Required work — Look through the entries below, please, and copy every line with the word "blade".

The records —
%%

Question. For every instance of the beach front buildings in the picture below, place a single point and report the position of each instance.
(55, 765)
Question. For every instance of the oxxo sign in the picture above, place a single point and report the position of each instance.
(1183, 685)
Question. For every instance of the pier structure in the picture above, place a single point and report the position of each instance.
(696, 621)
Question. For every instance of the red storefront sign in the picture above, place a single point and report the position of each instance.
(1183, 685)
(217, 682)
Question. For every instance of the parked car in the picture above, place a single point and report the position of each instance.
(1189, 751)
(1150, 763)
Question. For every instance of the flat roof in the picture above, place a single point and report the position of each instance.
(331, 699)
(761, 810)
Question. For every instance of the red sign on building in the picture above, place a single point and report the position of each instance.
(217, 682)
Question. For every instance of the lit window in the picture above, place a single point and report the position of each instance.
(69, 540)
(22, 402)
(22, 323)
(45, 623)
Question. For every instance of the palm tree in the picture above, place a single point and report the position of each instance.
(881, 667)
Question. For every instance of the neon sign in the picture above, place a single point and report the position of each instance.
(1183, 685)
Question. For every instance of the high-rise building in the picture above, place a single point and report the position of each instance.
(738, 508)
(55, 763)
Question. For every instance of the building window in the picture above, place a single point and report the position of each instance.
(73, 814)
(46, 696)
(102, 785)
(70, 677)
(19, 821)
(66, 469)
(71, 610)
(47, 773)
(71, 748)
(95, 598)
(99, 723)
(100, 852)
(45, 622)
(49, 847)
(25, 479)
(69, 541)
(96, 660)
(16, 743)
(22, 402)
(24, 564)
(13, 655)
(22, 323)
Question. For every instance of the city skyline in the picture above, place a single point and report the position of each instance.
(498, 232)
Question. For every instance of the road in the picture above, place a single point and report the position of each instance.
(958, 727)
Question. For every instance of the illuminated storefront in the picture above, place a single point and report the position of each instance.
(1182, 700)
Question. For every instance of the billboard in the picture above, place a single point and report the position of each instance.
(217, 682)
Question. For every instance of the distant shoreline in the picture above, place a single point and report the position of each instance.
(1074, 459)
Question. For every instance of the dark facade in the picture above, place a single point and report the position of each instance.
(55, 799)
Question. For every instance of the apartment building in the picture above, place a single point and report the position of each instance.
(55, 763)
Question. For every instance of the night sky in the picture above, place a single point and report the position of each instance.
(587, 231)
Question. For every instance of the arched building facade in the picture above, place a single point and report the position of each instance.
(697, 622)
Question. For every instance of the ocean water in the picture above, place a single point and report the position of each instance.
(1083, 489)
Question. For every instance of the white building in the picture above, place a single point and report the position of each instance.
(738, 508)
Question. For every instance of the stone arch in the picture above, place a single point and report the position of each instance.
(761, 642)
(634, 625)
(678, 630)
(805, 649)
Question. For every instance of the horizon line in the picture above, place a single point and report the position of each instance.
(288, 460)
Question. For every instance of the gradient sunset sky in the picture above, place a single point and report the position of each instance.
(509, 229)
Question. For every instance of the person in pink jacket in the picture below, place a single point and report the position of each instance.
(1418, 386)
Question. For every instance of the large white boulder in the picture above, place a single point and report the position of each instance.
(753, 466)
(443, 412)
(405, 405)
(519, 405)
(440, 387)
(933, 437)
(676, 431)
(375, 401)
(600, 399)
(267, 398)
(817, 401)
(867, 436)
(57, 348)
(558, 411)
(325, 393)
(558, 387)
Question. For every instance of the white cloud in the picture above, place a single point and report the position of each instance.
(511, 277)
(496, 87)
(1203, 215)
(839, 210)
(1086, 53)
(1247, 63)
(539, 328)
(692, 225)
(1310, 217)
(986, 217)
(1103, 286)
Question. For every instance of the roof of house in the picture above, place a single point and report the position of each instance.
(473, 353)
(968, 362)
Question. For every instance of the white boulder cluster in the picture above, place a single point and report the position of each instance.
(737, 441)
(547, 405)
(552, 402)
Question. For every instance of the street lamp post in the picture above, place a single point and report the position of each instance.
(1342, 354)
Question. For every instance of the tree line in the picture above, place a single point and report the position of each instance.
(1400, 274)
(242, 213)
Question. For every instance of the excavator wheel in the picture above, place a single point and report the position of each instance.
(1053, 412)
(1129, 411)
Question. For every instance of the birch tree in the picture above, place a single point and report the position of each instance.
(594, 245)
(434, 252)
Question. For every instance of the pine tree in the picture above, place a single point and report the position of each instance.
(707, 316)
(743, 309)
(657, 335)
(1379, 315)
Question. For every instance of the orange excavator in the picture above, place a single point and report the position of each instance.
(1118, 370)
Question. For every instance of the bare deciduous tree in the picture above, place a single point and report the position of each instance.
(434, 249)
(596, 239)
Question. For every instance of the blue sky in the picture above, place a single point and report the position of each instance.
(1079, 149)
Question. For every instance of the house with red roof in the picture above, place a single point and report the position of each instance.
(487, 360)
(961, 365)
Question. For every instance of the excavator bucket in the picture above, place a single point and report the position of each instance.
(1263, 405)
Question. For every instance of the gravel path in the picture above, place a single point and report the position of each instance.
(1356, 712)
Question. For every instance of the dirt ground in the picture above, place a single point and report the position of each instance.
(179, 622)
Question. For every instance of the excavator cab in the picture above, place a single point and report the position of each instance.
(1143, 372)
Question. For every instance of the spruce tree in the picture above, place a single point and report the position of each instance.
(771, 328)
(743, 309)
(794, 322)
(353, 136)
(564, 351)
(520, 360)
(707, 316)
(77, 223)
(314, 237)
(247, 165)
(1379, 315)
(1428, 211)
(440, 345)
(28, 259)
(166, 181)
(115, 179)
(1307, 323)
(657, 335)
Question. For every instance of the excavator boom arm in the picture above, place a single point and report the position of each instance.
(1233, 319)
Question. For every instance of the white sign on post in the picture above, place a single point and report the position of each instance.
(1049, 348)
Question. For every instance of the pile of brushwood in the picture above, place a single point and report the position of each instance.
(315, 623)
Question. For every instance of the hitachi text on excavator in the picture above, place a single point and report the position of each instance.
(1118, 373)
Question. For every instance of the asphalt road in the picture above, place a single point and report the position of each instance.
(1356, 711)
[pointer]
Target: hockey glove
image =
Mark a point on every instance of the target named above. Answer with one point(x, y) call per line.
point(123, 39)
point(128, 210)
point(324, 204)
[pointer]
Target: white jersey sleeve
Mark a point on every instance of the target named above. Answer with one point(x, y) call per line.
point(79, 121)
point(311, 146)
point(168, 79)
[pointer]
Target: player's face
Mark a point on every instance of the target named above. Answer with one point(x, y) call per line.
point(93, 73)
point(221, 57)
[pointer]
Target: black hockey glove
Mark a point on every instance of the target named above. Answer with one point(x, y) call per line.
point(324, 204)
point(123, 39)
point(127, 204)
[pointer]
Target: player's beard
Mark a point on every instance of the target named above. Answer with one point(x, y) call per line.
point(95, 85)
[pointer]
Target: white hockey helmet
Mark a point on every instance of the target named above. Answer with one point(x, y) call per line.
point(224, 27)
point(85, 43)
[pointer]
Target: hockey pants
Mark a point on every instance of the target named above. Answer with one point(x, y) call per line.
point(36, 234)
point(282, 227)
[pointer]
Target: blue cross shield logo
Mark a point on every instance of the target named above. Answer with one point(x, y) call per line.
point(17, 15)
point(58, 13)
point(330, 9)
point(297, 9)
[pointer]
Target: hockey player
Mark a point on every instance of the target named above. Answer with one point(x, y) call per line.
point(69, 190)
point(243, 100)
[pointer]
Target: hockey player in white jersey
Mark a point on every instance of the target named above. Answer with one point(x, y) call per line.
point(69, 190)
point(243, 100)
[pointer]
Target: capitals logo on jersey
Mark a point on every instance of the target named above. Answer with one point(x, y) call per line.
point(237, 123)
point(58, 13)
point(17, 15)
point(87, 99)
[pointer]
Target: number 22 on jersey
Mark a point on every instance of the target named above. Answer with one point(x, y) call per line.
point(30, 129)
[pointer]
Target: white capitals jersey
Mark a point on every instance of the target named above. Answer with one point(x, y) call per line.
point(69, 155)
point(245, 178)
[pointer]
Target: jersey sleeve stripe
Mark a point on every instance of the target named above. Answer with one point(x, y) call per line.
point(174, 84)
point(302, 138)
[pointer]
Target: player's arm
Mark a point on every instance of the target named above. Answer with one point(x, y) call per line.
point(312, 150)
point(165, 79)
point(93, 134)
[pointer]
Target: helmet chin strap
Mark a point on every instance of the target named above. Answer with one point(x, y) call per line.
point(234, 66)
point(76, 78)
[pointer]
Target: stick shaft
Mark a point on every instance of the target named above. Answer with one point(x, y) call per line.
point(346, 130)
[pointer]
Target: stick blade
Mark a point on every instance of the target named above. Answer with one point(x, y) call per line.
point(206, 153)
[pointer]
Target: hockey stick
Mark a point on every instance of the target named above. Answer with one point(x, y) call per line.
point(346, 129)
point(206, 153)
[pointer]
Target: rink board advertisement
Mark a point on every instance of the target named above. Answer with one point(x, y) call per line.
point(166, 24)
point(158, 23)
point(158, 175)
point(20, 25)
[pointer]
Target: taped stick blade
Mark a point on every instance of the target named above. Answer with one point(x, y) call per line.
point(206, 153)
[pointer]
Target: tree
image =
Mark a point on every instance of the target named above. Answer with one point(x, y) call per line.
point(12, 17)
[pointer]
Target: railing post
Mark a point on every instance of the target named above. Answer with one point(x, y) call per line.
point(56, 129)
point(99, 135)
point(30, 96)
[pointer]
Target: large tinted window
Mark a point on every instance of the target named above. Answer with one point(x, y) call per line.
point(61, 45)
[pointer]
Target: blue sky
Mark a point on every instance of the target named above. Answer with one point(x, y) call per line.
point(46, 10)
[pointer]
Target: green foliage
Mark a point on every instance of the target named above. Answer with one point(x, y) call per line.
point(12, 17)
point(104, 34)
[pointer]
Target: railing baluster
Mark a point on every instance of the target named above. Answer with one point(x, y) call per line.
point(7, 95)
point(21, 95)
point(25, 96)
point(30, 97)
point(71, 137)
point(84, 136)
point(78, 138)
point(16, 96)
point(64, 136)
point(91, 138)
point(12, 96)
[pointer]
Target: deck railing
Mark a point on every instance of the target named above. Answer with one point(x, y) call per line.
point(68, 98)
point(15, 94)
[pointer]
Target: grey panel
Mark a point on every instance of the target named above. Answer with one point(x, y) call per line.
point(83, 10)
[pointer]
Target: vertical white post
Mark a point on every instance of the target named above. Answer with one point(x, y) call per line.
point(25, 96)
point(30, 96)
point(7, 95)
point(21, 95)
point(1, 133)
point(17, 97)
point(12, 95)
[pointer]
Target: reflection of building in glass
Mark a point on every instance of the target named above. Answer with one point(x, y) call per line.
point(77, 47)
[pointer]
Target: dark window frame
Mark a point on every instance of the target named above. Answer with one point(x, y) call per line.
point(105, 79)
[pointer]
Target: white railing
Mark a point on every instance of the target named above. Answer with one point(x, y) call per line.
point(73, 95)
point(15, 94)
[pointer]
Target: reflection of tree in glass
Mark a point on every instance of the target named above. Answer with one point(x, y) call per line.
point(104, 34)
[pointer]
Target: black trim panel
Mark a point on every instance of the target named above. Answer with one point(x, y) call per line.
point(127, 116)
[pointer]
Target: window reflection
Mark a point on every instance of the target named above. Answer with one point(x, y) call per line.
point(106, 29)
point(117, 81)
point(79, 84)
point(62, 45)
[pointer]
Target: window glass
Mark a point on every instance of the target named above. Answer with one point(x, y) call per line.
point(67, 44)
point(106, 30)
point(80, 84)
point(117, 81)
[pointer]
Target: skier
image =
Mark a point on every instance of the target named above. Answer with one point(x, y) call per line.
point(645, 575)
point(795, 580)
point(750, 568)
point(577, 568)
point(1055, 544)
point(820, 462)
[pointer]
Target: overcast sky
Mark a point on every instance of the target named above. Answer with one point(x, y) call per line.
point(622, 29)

%%

Problem solution —
Target: stick blade
Target: taped stick blade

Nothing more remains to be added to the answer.